** Exercise requirements **
Reproduce word for word the stretch of rows from the line containing "the dark hair" through the line containing "point(480, 182)", with both of those lines included.

** Data extract **
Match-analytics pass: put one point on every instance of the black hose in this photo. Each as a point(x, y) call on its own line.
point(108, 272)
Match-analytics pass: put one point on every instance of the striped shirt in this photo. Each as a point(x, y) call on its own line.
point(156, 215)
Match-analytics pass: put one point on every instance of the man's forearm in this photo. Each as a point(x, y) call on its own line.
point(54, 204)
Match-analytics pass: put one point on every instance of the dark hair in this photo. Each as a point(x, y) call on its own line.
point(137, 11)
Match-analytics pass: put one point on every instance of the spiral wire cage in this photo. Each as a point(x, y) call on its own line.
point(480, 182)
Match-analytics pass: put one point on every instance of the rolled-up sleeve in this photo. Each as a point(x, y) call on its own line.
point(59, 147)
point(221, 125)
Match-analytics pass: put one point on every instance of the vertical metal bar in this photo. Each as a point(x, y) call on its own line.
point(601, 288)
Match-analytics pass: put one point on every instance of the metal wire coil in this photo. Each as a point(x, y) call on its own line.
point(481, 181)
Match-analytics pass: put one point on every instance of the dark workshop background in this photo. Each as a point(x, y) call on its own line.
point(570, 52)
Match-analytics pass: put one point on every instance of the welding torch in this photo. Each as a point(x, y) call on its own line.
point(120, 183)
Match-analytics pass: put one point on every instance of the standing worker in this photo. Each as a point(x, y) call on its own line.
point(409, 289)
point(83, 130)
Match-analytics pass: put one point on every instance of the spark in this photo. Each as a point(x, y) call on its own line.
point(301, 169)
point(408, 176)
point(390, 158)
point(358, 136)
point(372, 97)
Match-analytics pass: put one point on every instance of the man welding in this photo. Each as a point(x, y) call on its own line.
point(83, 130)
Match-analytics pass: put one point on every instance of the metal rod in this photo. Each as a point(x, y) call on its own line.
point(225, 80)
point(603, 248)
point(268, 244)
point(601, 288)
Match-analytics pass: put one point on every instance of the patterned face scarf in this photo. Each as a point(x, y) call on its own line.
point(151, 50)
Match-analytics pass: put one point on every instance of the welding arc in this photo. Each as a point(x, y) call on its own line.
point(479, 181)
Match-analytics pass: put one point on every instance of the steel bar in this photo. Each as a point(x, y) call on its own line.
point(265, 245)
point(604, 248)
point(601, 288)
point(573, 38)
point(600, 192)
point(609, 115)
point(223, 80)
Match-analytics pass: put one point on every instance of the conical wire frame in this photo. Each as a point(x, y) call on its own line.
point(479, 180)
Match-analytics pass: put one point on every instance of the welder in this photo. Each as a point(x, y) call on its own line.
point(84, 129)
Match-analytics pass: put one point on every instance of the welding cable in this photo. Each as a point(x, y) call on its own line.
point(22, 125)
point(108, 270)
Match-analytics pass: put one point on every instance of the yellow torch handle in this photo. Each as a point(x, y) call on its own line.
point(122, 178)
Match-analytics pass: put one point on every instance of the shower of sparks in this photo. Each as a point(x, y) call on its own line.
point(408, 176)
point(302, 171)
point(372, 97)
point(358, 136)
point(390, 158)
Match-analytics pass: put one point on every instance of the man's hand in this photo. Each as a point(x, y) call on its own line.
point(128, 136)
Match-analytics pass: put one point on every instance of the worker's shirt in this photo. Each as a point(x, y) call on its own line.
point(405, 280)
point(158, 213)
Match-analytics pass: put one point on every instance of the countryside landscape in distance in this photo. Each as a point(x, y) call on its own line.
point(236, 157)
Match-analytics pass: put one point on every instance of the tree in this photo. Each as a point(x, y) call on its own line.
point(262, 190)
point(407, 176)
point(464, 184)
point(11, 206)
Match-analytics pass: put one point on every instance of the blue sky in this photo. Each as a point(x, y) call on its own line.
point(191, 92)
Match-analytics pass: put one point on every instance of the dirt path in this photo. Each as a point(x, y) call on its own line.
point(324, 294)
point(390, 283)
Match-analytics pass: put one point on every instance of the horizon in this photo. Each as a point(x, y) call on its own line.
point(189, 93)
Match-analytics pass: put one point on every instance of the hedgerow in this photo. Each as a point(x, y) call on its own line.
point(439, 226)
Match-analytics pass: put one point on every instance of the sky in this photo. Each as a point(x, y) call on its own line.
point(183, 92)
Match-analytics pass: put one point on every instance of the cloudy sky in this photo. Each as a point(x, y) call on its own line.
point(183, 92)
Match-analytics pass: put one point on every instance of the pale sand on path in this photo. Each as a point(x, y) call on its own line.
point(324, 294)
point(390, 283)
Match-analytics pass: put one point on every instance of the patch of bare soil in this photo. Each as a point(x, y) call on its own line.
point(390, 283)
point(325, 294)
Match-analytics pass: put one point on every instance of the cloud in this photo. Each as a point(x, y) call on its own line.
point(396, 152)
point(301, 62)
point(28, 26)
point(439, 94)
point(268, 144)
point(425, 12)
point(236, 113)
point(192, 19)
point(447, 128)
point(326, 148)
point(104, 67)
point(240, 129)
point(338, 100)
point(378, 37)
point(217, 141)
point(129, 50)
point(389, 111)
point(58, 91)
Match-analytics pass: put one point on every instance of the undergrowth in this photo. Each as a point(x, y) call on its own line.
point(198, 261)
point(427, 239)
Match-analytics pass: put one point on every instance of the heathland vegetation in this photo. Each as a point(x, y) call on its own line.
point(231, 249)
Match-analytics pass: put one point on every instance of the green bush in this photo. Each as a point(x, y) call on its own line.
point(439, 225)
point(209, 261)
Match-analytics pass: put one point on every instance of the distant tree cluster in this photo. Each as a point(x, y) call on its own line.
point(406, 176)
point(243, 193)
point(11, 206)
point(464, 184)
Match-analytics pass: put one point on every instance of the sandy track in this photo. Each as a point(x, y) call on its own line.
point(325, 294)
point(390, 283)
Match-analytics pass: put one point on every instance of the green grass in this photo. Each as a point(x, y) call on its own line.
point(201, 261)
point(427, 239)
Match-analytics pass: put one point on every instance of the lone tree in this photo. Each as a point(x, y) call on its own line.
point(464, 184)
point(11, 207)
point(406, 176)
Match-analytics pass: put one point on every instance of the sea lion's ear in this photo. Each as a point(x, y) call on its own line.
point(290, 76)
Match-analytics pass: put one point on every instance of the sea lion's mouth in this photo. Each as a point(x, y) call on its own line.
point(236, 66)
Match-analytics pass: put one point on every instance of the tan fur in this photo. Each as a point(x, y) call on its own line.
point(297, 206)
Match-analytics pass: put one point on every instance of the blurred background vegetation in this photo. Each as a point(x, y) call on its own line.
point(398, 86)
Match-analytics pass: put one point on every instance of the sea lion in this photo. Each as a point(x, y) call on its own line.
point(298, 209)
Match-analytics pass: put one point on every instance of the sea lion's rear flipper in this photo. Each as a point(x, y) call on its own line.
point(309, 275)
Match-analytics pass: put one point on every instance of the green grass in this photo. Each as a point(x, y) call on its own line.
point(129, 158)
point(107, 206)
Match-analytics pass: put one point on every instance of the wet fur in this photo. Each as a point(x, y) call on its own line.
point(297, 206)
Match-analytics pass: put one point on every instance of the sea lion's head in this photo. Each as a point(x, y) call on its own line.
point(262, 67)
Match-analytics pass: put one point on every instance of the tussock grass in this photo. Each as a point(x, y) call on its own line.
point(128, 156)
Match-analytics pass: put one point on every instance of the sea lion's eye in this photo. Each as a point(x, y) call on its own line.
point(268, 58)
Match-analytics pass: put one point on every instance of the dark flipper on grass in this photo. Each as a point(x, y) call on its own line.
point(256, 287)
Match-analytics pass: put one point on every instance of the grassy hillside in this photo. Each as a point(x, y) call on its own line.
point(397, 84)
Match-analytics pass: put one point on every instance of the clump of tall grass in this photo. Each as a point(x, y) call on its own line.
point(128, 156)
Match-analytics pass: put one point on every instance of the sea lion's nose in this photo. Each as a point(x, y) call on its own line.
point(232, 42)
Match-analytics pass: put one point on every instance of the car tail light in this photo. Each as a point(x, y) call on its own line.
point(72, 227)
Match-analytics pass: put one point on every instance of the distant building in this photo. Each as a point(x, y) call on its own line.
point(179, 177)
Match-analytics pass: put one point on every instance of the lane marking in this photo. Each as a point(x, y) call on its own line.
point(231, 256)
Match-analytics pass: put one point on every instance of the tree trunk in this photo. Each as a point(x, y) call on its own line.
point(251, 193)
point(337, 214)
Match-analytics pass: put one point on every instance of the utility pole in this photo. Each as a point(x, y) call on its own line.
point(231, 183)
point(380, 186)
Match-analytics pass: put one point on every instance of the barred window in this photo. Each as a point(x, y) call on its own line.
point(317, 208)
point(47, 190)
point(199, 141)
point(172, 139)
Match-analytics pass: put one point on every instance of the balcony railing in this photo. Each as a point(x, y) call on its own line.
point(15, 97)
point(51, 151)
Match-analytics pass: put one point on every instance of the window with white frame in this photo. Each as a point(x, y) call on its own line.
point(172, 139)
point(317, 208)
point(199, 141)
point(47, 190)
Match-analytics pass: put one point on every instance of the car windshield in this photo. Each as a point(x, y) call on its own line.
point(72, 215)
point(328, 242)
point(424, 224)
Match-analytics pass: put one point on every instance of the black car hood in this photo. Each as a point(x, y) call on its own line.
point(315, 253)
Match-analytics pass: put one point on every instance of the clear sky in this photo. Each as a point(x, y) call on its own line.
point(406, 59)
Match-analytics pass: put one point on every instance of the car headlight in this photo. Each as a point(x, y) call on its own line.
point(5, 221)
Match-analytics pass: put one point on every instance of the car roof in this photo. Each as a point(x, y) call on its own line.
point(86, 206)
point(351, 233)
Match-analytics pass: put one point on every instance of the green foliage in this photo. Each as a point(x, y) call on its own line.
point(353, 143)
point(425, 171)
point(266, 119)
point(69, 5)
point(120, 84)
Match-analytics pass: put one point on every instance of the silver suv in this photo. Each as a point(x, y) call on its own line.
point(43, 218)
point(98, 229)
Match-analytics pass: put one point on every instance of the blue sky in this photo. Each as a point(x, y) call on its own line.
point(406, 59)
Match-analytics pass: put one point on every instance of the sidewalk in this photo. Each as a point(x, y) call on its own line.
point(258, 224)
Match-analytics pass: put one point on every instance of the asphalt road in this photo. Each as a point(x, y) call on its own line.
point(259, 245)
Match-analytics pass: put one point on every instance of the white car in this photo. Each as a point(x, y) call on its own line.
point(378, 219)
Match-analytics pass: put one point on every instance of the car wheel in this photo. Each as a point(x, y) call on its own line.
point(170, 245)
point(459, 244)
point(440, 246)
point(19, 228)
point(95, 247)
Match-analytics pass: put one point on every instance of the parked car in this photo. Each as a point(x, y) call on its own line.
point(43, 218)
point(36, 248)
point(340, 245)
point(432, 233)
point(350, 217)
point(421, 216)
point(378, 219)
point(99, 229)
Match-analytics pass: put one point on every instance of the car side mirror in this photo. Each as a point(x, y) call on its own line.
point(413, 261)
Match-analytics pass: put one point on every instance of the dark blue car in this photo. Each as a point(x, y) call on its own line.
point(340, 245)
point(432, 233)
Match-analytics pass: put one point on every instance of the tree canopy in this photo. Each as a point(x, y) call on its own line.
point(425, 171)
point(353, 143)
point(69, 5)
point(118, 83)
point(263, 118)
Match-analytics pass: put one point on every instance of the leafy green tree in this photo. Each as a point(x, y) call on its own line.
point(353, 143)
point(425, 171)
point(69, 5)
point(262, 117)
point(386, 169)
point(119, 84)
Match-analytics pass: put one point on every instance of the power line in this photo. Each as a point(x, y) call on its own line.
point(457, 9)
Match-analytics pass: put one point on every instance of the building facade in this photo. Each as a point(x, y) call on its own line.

** Result of this task **
Match-analytics pass: put one point on every instance of the dark hair in this photo. Each as a point(x, y) call on its own line.
point(137, 11)
Match-analytics pass: put one point on every instance of the spiral wire cage in this photo. Each as a point(x, y) call on its own line.
point(480, 182)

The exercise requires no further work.